Input rows >>
┌──

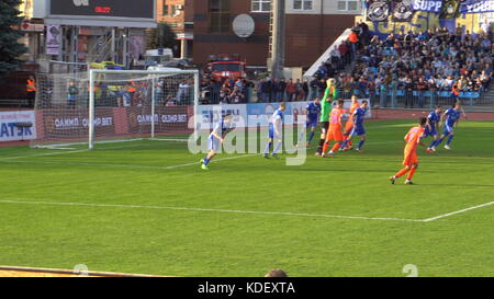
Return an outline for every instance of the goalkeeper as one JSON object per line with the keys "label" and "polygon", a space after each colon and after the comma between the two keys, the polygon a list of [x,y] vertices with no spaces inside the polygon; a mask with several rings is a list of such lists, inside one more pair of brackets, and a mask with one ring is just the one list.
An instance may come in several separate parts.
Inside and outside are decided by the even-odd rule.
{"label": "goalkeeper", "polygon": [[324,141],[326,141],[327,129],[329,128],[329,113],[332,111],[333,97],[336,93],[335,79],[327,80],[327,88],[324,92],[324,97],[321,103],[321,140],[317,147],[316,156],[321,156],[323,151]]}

└──
┌──

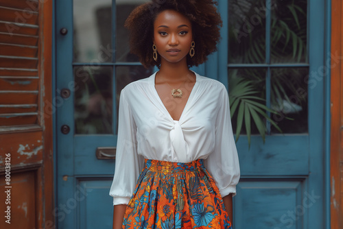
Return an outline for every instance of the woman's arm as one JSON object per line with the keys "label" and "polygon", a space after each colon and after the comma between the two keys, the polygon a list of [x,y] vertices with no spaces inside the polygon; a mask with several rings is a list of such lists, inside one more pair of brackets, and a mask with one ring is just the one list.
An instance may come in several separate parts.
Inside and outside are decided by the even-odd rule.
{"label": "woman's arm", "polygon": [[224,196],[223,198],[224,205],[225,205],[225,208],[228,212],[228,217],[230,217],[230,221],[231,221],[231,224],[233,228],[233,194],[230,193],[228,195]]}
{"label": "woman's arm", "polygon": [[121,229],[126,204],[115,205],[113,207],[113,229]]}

└──
┌──

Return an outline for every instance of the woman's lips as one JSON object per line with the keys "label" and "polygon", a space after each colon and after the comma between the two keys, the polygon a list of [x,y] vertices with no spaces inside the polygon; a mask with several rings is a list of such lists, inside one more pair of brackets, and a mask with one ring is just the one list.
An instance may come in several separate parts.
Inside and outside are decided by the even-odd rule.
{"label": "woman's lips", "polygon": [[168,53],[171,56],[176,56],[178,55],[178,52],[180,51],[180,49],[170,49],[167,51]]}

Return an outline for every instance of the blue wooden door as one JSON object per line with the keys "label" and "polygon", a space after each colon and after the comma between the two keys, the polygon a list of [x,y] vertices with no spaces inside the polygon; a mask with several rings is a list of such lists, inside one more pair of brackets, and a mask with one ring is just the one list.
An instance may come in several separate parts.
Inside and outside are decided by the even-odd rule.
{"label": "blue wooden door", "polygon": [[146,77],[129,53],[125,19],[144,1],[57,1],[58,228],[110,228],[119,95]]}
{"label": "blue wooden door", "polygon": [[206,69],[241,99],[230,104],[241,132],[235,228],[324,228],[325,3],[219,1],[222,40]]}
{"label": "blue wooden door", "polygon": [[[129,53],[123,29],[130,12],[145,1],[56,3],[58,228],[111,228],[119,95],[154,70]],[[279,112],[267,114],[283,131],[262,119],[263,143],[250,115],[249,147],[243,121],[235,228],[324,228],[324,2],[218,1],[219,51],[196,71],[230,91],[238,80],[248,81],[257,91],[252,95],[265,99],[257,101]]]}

└──

Given problem >> Pull out each line of the material above that contains the string "door". Letter case matters.

Solution to this problem >>
Return an outline for every instance of the blue wooden door as one JSON object per line with the keys "label" and "polygon", a space after each colon and after the comma between the two keys, the polygon a list of [x,y] vertices with no spaces inside the polygon; a mask with several rings is a list of such lists, inside one more pair of brackets, and a mask with one ring is just the one list.
{"label": "blue wooden door", "polygon": [[146,77],[129,53],[125,19],[144,1],[57,1],[58,228],[110,228],[119,95]]}
{"label": "blue wooden door", "polygon": [[206,69],[241,99],[230,104],[241,132],[235,228],[324,228],[325,3],[219,1],[222,40]]}
{"label": "blue wooden door", "polygon": [[[129,53],[123,29],[130,12],[145,1],[56,3],[58,228],[111,228],[119,95],[154,70]],[[279,112],[267,114],[283,131],[262,119],[263,143],[250,115],[249,147],[243,121],[235,228],[324,228],[324,2],[218,1],[219,51],[196,71],[230,91],[238,80],[248,81],[257,91],[252,95],[265,99],[257,101]]]}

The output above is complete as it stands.